[Document]:
= = = = =

Another good point about the prediction is that maybe is not the best, but it is prety interesting: makes a very good job for the 3rd month of the prediction, it would be actually better than any of the solutions proposed in the challenge in that regard.

In the following plot, the trend vs seasonaility components of the prediction are shown

prophet_plot_components(m, forecast)

The challenge does not say much about the product being sold, but this would point to a product that sales more in summer, with some smaller bumps in Christmas & Easter? -take a look to the scales of the y axis to realise that the seasonaility effect is weak anyway, 3 orders of magnitude smaller than the trend.

Now with cross-validation?

Actually the post could end in the last paragraphs. Mission accomplished: prophet certainly provides a very decent prediction with little effort. But inevitable one feels tempted to answer another question: can we beat BSTS in this case?

= = = = =

[Given data]:

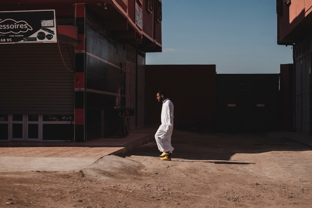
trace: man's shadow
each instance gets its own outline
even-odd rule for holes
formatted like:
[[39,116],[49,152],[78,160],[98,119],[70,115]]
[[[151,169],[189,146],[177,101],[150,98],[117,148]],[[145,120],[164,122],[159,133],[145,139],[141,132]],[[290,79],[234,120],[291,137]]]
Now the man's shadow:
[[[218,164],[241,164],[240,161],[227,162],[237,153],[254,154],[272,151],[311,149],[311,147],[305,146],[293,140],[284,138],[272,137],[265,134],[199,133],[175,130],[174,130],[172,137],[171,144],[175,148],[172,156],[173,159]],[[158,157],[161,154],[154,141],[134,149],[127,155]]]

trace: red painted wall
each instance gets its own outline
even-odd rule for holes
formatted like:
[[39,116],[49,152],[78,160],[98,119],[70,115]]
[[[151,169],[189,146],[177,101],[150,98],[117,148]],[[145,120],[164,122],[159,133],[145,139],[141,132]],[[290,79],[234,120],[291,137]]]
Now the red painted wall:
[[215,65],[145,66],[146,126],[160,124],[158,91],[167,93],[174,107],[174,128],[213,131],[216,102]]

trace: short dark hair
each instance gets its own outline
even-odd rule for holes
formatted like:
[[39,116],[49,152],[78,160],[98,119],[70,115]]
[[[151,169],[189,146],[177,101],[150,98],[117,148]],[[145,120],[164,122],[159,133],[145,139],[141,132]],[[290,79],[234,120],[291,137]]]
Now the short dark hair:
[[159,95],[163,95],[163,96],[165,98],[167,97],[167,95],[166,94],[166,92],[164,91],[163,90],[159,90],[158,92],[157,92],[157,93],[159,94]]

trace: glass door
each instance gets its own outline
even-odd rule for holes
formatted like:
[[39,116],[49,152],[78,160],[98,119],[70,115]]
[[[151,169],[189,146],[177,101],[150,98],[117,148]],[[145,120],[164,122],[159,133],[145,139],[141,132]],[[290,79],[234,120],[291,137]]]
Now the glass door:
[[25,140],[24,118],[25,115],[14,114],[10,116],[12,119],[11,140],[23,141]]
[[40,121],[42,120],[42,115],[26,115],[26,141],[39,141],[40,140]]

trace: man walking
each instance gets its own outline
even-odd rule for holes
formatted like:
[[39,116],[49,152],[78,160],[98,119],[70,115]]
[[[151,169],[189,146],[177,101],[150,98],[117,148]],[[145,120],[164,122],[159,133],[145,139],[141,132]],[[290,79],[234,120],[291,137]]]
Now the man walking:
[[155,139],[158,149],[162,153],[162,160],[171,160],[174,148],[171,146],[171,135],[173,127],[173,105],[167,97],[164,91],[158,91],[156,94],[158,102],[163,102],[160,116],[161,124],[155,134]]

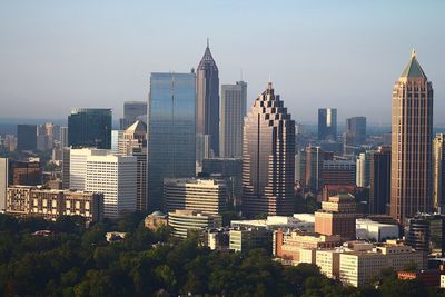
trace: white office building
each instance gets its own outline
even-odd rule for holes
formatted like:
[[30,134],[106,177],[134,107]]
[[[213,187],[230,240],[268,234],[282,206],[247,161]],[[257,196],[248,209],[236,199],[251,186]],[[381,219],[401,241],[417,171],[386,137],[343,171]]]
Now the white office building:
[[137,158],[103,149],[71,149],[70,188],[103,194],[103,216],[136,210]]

= = = = =

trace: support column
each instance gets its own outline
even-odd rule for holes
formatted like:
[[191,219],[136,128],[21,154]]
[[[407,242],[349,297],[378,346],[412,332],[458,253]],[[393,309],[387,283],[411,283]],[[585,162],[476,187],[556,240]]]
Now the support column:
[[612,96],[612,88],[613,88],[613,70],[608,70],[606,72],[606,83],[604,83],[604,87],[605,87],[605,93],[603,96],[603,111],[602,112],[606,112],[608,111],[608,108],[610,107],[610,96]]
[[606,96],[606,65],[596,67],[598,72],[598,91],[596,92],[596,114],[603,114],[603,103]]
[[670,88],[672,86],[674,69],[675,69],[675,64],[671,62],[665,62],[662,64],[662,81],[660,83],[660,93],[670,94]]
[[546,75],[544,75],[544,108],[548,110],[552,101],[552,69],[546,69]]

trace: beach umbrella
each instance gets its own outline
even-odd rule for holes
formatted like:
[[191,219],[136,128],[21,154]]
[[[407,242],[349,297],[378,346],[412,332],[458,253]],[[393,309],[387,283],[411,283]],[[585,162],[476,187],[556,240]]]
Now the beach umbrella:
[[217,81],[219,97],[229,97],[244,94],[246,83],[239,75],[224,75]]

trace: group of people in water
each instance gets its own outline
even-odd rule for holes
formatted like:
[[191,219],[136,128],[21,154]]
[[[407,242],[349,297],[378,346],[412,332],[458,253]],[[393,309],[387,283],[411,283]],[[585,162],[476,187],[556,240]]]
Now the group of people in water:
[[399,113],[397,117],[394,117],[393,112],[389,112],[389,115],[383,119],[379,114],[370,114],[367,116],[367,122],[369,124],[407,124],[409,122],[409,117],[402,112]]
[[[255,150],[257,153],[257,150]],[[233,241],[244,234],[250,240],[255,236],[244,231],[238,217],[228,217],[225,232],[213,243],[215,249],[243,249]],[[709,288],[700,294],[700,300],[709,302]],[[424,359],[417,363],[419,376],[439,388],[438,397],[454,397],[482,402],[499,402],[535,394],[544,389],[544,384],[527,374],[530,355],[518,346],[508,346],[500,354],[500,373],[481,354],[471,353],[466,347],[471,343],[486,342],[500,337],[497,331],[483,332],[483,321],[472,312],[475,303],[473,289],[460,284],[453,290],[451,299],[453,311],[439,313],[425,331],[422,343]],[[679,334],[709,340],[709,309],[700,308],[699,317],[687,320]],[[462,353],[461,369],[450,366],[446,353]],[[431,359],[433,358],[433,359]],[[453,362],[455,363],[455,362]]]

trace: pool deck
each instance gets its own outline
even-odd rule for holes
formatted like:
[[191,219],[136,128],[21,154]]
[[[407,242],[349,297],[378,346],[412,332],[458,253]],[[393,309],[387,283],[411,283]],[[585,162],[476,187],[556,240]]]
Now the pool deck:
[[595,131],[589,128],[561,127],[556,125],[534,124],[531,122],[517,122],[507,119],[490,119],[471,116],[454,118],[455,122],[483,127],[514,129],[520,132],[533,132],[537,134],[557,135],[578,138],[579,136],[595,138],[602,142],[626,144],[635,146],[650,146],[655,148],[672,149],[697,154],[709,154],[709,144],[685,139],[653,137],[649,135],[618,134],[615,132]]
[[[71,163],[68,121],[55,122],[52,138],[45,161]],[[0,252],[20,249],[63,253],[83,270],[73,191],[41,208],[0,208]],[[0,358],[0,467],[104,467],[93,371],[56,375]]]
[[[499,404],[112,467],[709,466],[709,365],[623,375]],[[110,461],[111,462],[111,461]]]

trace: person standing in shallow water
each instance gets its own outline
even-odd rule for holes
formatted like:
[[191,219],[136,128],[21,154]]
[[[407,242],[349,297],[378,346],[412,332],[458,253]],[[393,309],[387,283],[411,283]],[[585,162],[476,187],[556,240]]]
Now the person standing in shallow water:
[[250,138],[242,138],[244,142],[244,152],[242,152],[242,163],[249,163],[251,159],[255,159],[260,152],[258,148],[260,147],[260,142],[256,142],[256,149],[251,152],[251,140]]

= = = = =

[Exercise task 1]:
Decide whether each statement agrees with the forecasting excerpt. Answer yes or no, and quote the words of the excerpt that decide it.
(a) The prediction does a very good job for the third month.
(b) The challenge gives a detailed description of the product being sold.
(c) The seasonality effect is larger than the trend.
[Exercise task 2]: In two sentences, summarize the forecasting excerpt.
[Exercise task 3]:
Answer these questions from the forecasting excerpt.
(a) What command plots the trend and seasonality components?
(b) Which two holidays show smaller bumps in sales?
(c) What method does the writer want to try to beat?

[Right answer 1]:
(a) Yes: "makes a very good job for the 3rd month of the prediction"
(b) No: "The challenge does not say much about the product being sold"
(c) No: "the seasonaility effect is weak anyway, 3 orders of magnitude smaller than the trend"

[Right answer 2]: The prophet prediction may not be the best, but it does a very good job for the third month, better than any solution proposed in the challenge. Its components suggest a product that sells more in summer with a weak seasonal effect, and although prophet gives a very decent prediction with little effort, the writer is tempted to ask whether it can beat BSTS.

[Right answer 3]:
(a) prophet_plot_components(m, forecast)
(b) Christmas and Easter
(c) BSTS